SHORT EXERCISE
Edit everything from the first line down to the line containing "141 143 L 141", changing "Traced" to "Outlined" and keeping the rest as it is.

-- Start of DATA PROVIDED --

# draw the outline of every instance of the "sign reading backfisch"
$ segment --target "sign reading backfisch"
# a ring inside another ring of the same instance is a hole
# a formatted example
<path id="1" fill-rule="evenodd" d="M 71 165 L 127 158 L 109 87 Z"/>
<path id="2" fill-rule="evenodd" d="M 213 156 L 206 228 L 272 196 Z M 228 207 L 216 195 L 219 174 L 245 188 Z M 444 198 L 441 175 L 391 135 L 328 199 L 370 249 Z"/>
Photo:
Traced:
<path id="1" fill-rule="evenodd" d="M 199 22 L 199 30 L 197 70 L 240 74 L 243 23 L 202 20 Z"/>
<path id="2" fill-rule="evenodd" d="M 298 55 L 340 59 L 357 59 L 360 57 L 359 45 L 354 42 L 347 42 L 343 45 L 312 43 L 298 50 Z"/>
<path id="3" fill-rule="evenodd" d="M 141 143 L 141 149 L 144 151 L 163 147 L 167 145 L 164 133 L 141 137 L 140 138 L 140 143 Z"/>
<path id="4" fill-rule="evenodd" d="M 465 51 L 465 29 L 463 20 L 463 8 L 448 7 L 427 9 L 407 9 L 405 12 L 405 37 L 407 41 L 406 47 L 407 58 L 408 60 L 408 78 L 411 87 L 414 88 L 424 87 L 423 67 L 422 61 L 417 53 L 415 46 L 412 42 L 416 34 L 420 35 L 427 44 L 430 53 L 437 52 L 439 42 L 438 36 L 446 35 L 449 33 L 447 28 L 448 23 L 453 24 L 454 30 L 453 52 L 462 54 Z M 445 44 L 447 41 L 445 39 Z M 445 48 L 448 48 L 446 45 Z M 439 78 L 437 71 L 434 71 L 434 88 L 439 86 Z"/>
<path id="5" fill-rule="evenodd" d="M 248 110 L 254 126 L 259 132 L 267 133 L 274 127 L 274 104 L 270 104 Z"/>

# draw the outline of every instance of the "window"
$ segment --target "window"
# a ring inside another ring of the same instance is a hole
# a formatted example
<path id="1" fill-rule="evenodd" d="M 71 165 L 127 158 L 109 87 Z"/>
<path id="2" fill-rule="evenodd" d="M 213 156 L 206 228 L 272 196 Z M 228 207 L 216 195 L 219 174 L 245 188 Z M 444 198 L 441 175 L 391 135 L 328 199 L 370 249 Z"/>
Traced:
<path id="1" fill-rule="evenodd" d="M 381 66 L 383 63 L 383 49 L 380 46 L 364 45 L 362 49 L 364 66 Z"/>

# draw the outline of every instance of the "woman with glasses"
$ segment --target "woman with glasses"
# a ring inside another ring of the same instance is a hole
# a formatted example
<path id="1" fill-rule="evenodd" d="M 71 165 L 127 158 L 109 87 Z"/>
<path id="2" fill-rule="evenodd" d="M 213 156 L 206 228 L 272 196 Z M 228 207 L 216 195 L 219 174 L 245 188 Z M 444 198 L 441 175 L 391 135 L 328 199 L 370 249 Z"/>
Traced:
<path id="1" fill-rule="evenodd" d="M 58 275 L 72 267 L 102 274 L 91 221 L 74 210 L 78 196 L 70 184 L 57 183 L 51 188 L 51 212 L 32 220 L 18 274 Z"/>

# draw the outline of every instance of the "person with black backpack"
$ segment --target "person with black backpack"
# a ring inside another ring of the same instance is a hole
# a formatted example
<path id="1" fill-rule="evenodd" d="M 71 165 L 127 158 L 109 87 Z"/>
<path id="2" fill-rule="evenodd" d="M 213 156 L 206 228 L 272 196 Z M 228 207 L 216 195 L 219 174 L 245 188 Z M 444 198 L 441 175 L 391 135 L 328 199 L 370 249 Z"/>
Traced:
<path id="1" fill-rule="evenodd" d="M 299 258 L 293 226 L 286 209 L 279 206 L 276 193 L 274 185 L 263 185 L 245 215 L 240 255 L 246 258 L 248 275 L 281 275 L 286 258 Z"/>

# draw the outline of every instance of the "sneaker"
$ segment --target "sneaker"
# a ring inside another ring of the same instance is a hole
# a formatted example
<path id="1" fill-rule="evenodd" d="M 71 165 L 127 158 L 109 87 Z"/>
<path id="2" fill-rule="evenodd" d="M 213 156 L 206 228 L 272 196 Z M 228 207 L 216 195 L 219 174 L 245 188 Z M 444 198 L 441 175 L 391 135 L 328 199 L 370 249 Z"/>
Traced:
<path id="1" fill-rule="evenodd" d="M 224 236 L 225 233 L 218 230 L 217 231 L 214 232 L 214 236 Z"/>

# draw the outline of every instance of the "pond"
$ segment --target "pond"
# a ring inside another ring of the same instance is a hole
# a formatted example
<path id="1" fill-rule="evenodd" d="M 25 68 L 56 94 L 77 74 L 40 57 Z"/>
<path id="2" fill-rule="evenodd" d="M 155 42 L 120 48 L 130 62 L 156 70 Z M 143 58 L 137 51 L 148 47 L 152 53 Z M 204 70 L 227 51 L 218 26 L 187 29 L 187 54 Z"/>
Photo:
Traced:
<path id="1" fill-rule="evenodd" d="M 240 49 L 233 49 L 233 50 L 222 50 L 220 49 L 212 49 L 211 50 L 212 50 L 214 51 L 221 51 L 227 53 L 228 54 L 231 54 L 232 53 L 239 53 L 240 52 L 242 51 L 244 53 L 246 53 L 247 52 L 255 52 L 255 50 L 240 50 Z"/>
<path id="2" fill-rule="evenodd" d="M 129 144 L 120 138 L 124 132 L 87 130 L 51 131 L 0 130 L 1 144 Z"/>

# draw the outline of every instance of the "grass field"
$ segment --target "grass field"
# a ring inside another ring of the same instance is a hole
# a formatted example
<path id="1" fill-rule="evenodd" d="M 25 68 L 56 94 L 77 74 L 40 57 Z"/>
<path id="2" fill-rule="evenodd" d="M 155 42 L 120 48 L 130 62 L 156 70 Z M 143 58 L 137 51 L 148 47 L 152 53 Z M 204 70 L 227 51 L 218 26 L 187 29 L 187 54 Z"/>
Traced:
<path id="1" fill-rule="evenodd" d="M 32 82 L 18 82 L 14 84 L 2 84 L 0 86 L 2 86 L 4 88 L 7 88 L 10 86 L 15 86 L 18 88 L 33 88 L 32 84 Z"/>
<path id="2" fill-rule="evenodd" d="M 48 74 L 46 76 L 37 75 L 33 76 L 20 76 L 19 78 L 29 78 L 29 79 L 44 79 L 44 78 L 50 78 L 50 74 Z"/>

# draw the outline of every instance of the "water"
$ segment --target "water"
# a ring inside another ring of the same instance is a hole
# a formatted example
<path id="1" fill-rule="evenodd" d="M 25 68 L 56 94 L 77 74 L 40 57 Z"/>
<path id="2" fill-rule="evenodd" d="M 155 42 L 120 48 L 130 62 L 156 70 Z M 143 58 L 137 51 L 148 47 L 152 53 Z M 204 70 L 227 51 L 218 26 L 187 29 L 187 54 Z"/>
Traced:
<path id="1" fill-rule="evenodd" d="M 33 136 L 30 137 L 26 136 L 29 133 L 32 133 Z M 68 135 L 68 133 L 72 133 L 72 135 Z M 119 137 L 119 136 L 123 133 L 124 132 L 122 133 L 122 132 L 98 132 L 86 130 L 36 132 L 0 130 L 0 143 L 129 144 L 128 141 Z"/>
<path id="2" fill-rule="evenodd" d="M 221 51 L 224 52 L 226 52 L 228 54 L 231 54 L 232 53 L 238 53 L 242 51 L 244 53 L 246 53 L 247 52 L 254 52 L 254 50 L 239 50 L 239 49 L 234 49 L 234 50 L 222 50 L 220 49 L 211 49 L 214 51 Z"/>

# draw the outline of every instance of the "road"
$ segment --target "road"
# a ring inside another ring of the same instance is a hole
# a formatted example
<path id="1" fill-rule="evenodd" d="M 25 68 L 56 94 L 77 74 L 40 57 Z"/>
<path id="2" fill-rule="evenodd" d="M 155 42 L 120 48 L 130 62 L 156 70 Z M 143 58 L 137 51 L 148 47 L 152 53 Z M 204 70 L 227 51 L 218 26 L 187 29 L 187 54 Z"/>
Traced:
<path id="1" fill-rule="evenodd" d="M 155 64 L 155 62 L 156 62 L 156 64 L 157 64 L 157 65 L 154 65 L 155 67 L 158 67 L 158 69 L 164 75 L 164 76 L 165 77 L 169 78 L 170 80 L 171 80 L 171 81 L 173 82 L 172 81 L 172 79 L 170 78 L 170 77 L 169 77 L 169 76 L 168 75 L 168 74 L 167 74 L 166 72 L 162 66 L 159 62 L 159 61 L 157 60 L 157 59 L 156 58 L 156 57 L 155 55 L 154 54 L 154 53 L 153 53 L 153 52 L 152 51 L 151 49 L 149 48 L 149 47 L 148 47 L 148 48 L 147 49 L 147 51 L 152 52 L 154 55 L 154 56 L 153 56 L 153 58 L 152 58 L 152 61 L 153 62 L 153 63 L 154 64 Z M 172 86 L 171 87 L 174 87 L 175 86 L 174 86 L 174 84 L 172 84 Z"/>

-- End of DATA PROVIDED --

EXPECTED ANSWER
# draw the outline of every instance of the "sign reading backfisch"
$ segment --target "sign reading backfisch"
# a ring inside another ring of the same instance is a hole
# a formatted example
<path id="1" fill-rule="evenodd" d="M 71 165 L 127 158 L 109 87 Z"/>
<path id="2" fill-rule="evenodd" d="M 213 156 L 206 228 L 272 196 Z M 228 207 L 216 195 L 219 174 L 245 188 Z M 444 198 L 441 175 L 391 135 L 328 199 L 370 249 Z"/>
Photo:
Outlined:
<path id="1" fill-rule="evenodd" d="M 199 22 L 199 30 L 197 70 L 240 74 L 243 23 L 202 20 Z"/>
<path id="2" fill-rule="evenodd" d="M 298 55 L 340 59 L 357 59 L 360 57 L 359 45 L 354 42 L 347 42 L 343 45 L 312 43 L 298 50 Z"/>
<path id="3" fill-rule="evenodd" d="M 141 143 L 141 149 L 144 151 L 163 147 L 167 145 L 164 133 L 141 137 L 140 138 L 140 143 Z"/>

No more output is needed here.